- **Données à traiter**:
━━━━━━━━━━━━━━━━

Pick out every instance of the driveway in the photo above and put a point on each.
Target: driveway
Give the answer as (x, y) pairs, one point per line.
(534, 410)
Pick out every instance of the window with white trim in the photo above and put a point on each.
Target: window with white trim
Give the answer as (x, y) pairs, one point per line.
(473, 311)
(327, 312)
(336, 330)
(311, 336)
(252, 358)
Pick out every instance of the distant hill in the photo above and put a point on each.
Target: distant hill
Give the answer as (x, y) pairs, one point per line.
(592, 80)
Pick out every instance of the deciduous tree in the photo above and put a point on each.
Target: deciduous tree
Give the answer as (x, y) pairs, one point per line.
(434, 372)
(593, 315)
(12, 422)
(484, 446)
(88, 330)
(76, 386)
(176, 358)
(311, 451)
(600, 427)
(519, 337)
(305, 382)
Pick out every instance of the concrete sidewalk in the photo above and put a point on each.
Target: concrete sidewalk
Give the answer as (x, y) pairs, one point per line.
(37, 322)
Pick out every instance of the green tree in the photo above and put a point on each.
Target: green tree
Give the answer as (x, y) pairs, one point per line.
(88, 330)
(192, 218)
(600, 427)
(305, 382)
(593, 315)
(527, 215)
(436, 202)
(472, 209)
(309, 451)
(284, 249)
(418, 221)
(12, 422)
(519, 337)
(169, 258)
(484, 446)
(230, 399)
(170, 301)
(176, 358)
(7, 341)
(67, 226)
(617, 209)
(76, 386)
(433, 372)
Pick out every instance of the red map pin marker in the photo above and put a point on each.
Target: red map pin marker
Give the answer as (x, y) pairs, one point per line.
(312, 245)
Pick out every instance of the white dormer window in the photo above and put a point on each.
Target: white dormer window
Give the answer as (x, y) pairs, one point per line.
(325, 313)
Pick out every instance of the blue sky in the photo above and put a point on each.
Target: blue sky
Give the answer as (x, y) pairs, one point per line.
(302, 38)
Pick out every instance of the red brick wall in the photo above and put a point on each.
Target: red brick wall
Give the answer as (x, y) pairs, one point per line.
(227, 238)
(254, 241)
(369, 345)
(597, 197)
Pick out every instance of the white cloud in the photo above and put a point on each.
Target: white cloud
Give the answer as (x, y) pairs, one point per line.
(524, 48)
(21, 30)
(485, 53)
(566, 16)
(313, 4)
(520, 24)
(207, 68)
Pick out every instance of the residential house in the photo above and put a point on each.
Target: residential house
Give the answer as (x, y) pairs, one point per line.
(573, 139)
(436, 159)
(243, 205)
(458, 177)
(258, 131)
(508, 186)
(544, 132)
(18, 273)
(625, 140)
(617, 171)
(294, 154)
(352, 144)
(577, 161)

━━━━━━━━━━━━━━━━

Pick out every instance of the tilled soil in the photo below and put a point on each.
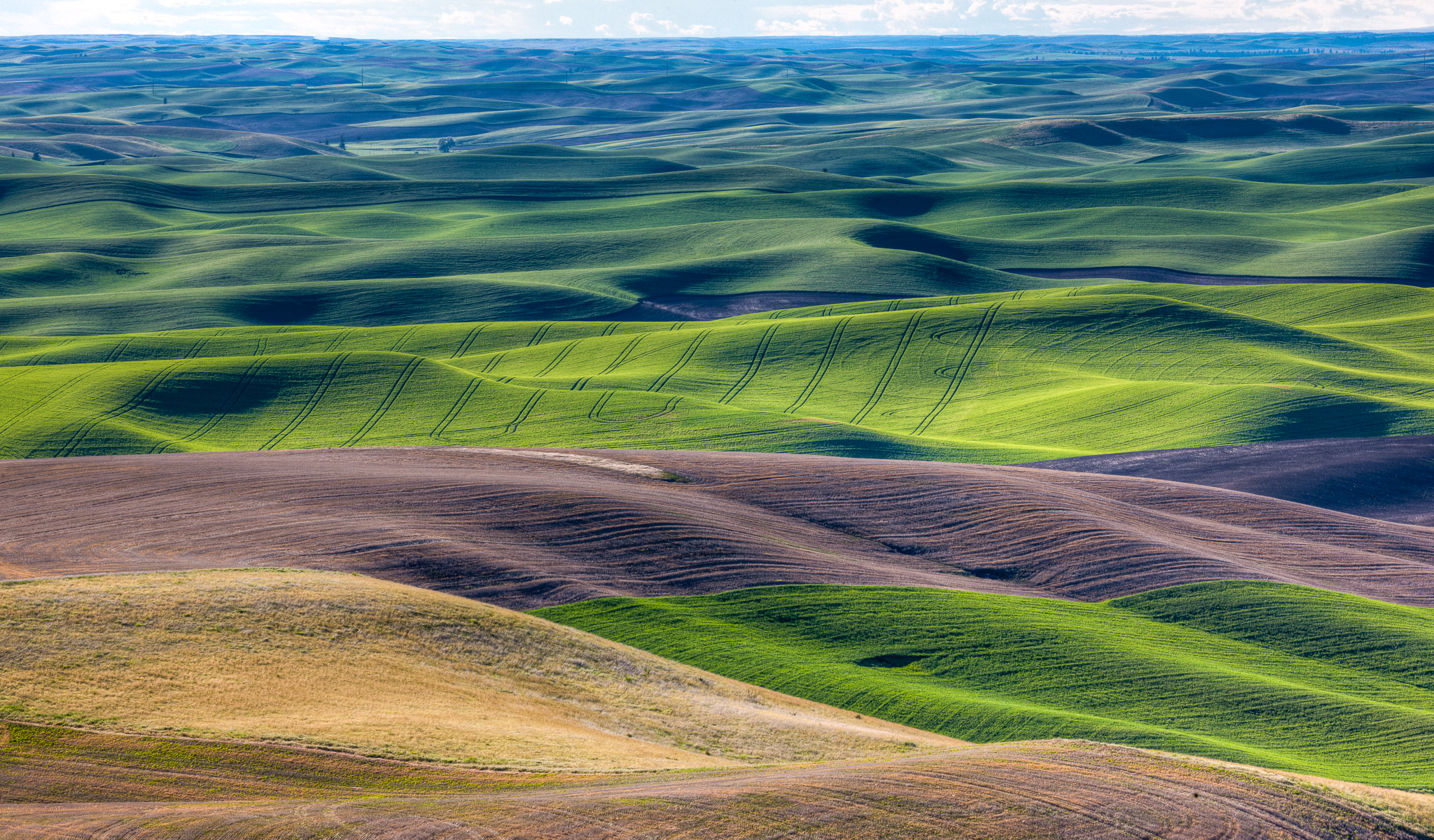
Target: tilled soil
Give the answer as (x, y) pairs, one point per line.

━━━━━━━━━━━━━━━━

- **Votre objectif**:
Combien de lignes de la liste ci-dessus contiennent le mot « residential » ? Donnez uniquement ce nombre.

- **Résultat de l'exercice**:
2